#### Records for this task ####
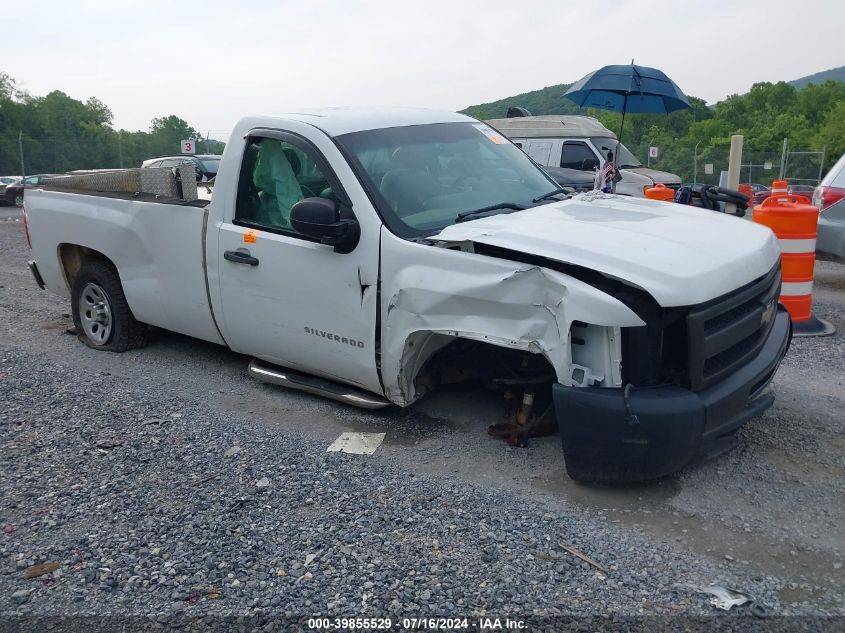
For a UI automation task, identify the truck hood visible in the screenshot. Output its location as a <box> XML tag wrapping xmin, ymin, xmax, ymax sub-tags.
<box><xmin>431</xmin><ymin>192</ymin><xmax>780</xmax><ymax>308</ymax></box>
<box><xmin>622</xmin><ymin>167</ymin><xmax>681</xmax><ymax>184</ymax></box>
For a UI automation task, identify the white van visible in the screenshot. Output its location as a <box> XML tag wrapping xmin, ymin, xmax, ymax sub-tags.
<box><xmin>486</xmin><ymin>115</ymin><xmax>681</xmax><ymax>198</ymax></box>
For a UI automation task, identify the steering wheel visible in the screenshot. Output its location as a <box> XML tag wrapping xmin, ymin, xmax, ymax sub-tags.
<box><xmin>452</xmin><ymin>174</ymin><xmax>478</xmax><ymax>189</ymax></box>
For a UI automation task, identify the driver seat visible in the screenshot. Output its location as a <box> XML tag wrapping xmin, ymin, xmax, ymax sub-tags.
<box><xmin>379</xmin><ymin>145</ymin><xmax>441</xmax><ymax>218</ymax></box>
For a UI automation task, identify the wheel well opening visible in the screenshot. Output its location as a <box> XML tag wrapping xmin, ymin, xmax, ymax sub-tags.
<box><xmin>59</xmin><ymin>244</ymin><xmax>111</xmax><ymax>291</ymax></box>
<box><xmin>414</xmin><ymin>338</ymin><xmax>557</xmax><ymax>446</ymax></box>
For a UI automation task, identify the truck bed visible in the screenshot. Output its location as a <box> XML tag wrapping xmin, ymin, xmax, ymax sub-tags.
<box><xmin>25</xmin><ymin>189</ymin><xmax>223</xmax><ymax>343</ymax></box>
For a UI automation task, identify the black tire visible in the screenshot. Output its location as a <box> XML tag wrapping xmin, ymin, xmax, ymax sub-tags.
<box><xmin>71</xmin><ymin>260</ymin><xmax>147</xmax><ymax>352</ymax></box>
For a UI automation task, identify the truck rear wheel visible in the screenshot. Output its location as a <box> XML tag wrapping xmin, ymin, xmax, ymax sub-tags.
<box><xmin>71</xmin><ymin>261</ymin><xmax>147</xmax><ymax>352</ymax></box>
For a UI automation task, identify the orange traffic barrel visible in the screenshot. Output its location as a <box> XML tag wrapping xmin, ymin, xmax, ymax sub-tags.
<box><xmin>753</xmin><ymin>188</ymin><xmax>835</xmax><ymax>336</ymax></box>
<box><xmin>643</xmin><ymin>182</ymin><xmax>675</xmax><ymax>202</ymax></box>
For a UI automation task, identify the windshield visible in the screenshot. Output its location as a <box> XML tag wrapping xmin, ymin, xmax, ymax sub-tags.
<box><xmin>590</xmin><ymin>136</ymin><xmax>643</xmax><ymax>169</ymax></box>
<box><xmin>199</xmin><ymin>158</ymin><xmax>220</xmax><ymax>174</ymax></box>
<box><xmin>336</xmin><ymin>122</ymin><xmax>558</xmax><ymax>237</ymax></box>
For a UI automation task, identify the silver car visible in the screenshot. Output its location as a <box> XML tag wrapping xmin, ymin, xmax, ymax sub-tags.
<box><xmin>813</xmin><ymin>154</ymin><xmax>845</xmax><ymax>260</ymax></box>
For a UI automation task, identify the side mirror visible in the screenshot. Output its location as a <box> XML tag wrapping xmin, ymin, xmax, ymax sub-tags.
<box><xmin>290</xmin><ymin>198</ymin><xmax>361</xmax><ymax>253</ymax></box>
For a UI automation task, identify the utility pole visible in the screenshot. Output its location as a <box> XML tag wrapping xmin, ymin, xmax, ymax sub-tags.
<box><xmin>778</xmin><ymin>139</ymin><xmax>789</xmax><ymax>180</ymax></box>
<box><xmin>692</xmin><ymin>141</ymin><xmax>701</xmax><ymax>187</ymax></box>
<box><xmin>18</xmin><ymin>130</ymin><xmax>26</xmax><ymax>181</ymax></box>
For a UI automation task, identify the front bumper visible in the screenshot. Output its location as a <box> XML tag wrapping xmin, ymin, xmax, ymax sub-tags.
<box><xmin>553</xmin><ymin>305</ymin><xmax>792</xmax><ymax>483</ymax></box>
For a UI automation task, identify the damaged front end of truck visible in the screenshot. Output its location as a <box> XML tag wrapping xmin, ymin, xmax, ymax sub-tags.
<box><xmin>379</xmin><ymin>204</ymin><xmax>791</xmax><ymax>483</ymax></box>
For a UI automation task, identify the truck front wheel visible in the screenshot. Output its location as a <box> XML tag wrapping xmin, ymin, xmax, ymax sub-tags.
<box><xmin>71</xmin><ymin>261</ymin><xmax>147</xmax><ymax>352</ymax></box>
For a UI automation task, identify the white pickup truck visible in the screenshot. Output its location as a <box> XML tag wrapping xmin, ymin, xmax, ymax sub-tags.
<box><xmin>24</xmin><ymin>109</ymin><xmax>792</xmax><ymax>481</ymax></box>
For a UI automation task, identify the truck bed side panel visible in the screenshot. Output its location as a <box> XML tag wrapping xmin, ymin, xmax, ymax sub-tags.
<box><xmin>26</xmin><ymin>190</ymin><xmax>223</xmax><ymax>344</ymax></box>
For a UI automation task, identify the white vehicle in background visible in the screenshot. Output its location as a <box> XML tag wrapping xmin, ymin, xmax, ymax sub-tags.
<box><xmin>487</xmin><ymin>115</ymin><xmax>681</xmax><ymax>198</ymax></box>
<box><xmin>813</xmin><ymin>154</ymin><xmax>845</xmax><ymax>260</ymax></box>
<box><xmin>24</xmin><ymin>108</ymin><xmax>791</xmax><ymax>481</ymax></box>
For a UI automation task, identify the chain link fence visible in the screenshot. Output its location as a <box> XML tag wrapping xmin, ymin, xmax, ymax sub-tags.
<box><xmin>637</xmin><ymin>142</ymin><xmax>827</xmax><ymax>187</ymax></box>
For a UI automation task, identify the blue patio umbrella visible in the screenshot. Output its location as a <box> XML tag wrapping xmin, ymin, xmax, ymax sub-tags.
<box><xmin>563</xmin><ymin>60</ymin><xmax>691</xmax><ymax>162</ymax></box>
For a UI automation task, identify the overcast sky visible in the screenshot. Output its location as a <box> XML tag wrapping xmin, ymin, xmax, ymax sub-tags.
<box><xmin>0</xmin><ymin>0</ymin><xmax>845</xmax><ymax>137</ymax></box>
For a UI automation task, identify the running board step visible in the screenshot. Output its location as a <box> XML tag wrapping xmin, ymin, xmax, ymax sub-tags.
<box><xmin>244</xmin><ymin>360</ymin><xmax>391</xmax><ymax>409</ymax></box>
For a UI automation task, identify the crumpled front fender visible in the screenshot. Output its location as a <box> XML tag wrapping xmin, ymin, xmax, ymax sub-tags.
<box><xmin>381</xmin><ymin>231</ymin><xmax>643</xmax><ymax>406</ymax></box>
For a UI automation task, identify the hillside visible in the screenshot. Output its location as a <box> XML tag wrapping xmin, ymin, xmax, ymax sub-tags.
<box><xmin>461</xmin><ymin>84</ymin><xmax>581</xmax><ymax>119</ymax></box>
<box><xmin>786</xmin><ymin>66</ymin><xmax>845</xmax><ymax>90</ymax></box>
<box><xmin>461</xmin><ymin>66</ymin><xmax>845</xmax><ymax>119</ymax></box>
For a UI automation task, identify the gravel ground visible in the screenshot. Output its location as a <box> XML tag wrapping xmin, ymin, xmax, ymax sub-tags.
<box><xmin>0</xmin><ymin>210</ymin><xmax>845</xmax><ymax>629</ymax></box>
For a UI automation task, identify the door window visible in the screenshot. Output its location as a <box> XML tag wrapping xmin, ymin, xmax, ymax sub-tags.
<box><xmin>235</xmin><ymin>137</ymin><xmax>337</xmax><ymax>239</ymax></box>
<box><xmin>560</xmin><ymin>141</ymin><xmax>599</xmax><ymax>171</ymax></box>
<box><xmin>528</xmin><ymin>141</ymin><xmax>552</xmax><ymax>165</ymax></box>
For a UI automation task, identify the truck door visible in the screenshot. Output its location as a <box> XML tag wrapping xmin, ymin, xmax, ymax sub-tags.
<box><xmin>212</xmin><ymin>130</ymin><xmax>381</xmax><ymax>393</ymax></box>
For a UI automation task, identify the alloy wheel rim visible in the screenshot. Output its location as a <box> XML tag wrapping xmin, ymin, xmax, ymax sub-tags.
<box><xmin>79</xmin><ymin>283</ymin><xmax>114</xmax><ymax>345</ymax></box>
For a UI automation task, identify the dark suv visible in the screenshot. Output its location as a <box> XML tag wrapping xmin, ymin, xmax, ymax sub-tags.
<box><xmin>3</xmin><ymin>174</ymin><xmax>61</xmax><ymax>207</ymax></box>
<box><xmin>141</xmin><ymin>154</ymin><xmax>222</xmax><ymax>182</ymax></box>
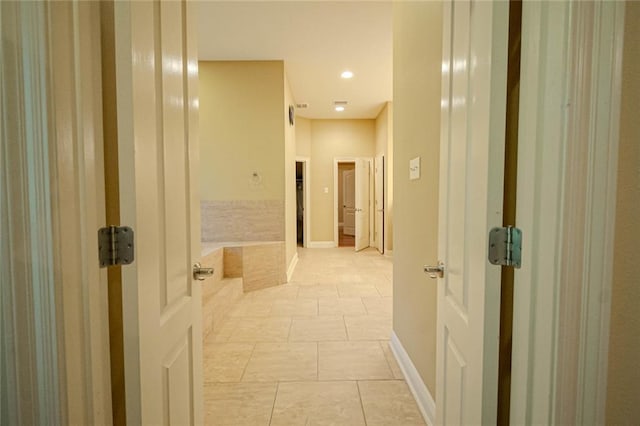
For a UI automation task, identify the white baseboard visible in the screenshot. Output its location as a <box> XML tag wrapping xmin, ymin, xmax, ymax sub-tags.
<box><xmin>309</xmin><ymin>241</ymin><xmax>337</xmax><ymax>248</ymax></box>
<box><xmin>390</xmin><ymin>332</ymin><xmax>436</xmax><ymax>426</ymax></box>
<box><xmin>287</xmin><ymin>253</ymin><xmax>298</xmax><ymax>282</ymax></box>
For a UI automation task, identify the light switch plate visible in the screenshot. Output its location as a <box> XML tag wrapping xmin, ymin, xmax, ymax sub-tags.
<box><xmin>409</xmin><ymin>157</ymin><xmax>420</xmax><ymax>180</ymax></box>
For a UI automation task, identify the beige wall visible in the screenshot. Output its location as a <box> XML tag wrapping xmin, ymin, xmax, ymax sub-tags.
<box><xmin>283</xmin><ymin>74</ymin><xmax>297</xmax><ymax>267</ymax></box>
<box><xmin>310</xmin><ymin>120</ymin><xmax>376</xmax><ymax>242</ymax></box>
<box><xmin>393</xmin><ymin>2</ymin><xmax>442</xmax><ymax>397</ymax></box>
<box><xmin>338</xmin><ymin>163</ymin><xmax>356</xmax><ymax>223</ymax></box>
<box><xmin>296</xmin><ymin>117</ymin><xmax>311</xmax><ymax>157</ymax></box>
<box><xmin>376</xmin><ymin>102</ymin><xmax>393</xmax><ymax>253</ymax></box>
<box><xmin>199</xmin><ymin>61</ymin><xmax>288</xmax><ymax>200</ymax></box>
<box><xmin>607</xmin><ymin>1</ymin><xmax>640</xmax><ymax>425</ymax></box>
####
• _Task instructions_: Repeat exactly the lines from the line containing "For a UI automation task, identify the light" through the last line of the records above, including both, and nothing else.

• _Task solution_:
For a UI automation task, identify the light switch plate visible in the screenshot. Output its location as a <box> XML tag wrapping xmin, ymin, xmax, ymax sub-tags.
<box><xmin>409</xmin><ymin>157</ymin><xmax>420</xmax><ymax>180</ymax></box>
For a UI automation task, identify the beige wall visible in the screenshot. Output its location as a <box> XML tag wrapping xmin, ymin, xmax, ymax sub-tags.
<box><xmin>283</xmin><ymin>74</ymin><xmax>297</xmax><ymax>267</ymax></box>
<box><xmin>310</xmin><ymin>120</ymin><xmax>376</xmax><ymax>242</ymax></box>
<box><xmin>393</xmin><ymin>2</ymin><xmax>442</xmax><ymax>397</ymax></box>
<box><xmin>338</xmin><ymin>163</ymin><xmax>356</xmax><ymax>223</ymax></box>
<box><xmin>296</xmin><ymin>117</ymin><xmax>311</xmax><ymax>157</ymax></box>
<box><xmin>376</xmin><ymin>102</ymin><xmax>393</xmax><ymax>253</ymax></box>
<box><xmin>199</xmin><ymin>61</ymin><xmax>288</xmax><ymax>200</ymax></box>
<box><xmin>607</xmin><ymin>1</ymin><xmax>640</xmax><ymax>425</ymax></box>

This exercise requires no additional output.